PROBLEM TO WORK ON:
Include in the output the line containing "Pass-network tagging: label the green stem" and each subsequent line of the records, through the end, transcribed exactly. Add nothing else.

Start of DATA ROWS

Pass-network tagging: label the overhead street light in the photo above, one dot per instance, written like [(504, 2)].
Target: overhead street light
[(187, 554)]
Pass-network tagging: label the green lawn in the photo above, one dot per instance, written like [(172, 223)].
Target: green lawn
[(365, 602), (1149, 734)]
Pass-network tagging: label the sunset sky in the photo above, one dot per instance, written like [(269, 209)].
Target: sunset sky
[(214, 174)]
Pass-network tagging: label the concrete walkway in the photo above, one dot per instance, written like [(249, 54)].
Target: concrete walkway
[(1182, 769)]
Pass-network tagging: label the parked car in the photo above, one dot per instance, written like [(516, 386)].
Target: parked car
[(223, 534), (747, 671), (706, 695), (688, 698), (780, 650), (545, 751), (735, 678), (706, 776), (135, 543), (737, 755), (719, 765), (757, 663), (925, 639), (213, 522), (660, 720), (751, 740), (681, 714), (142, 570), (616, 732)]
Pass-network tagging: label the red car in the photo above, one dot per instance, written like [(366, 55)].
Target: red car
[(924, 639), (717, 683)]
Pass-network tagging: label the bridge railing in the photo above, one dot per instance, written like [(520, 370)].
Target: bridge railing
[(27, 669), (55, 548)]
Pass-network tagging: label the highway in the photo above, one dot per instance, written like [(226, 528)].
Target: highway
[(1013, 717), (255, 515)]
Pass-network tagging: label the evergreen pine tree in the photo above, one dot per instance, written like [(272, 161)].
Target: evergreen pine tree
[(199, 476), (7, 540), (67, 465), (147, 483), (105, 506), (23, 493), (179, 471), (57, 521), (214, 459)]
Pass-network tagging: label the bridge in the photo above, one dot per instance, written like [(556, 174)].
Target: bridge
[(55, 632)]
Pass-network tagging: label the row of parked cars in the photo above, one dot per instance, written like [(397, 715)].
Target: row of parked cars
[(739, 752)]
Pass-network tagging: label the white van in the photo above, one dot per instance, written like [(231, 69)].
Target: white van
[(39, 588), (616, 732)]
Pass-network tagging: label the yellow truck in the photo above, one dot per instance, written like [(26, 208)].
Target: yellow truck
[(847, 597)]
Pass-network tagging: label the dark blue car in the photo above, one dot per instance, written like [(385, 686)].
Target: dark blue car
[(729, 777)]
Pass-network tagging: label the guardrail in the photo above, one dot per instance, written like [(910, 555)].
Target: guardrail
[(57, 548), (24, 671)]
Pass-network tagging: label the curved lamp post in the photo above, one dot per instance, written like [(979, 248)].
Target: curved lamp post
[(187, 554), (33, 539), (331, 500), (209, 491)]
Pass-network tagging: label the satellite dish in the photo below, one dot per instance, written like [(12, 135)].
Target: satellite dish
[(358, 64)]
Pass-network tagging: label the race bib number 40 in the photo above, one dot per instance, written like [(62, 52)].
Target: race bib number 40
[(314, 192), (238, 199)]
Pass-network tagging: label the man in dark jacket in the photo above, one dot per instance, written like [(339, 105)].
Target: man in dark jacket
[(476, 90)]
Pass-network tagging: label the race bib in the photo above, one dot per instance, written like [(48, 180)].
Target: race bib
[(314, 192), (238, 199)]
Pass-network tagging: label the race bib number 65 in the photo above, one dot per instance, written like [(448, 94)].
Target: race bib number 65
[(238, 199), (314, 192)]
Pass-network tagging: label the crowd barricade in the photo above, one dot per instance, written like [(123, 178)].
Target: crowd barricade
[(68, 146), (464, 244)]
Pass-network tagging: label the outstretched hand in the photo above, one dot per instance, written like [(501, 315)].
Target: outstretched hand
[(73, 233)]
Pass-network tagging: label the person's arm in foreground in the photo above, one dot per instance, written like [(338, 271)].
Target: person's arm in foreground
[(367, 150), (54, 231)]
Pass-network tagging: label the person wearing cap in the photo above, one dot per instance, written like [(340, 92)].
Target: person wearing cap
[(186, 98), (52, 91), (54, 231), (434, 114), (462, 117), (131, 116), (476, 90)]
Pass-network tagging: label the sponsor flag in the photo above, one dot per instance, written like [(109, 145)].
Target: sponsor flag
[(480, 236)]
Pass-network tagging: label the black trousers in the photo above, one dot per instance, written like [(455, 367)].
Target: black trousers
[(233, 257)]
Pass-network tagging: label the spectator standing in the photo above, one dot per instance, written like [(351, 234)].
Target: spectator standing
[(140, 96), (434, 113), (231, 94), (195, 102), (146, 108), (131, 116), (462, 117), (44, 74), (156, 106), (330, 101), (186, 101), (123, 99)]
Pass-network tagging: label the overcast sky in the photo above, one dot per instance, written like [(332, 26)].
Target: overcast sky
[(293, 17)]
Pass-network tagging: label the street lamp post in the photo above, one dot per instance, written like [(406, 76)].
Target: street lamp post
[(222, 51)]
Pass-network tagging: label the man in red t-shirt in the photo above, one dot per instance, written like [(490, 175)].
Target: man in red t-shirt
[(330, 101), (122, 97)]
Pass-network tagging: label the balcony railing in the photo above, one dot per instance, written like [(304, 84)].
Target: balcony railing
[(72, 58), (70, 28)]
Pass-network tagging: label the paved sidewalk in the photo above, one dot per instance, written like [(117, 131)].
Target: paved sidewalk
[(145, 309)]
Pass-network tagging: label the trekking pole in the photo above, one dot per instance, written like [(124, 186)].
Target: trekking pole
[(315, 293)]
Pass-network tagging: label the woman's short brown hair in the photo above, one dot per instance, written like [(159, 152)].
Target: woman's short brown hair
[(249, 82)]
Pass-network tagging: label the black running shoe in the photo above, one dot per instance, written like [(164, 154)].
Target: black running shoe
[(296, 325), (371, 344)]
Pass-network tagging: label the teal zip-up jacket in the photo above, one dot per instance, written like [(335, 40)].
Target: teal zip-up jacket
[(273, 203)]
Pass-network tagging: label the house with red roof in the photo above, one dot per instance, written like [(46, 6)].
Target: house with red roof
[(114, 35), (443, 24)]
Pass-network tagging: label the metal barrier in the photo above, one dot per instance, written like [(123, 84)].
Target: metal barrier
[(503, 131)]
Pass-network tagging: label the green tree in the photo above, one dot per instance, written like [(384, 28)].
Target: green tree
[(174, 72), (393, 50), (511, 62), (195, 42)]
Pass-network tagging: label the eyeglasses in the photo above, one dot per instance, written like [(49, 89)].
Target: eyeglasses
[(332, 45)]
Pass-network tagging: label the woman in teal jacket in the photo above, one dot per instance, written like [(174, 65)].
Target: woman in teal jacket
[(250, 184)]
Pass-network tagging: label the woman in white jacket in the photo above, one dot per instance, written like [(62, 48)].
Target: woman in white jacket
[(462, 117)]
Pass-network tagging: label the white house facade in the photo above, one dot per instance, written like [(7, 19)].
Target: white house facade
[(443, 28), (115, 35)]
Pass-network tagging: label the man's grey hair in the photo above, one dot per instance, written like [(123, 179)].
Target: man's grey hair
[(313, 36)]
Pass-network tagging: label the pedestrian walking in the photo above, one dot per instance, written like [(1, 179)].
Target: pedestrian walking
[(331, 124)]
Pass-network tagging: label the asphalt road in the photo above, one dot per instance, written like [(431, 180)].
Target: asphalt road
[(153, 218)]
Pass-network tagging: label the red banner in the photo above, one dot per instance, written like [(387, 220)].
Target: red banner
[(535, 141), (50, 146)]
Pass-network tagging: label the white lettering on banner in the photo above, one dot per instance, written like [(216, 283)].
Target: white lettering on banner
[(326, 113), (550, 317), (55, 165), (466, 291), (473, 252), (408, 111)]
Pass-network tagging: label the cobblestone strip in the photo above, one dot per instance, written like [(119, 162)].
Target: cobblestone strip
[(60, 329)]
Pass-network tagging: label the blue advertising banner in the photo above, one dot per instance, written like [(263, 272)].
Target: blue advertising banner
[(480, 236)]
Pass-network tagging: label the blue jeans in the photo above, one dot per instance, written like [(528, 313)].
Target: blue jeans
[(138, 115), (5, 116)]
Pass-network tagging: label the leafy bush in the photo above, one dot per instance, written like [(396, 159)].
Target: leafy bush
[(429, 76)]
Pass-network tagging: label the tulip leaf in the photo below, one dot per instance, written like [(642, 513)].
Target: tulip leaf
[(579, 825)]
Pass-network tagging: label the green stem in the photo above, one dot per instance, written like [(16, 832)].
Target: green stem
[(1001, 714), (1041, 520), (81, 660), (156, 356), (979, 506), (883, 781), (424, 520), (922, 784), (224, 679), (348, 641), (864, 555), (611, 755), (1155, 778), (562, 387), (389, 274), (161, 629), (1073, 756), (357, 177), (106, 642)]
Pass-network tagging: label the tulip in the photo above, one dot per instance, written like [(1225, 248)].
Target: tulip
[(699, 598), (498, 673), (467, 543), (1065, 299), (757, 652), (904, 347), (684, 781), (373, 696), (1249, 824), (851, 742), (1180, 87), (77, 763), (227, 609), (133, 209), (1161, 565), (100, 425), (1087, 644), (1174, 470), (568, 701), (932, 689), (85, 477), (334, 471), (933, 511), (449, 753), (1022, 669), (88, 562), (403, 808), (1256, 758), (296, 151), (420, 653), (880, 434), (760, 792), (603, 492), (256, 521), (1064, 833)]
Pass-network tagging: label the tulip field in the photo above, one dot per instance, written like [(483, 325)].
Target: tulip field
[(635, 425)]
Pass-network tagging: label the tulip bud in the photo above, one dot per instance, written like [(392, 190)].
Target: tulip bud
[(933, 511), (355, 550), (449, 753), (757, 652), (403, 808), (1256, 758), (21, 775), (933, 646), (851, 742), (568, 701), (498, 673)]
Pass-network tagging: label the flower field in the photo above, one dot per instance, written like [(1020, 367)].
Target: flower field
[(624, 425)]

End of DATA ROWS

EXERCISE OUTPUT:
Pass-network tagging: label the green stem in the photo above, one dot per instance, written like [(16, 832)].
Target: green stem
[(1001, 714), (1041, 520), (81, 660), (156, 356), (979, 506), (883, 781), (424, 520), (922, 784), (224, 679), (348, 641), (864, 555), (611, 755), (1155, 778), (562, 387), (389, 274), (161, 629), (1073, 756), (357, 177), (106, 642)]
Pass-network tagging: label the tulip in the photo above, one dot per instance, written like [(1225, 248)].
Target: tulip
[(699, 598), (498, 673), (467, 543), (1065, 299), (757, 652), (904, 347), (684, 781), (373, 696), (1249, 824), (851, 742), (1180, 87), (77, 763), (227, 609), (133, 209), (1161, 565), (100, 425), (1087, 644), (1174, 470), (568, 701), (932, 689), (85, 477), (334, 471), (933, 511), (449, 753), (1022, 669), (88, 562), (403, 808), (1256, 758), (296, 151), (420, 653), (880, 434), (760, 792), (603, 492), (256, 521), (1064, 833)]
Pass-network tagging: label the tulip field in the photo above, one dot per instance, written like [(483, 325)].
Target: tulip field
[(635, 425)]
Pass-network tagging: label the tulip bud in the photo above, one dot per instance, written like [(392, 190)].
Target: tulip bud
[(933, 511), (355, 550), (449, 753), (757, 652), (403, 808), (1256, 758), (21, 775), (933, 646), (851, 742), (568, 701), (498, 673)]
Pass-network tagging: label the flower field in the photo above, one dot per instance, written like [(1020, 367)].
Target: flower field
[(624, 425)]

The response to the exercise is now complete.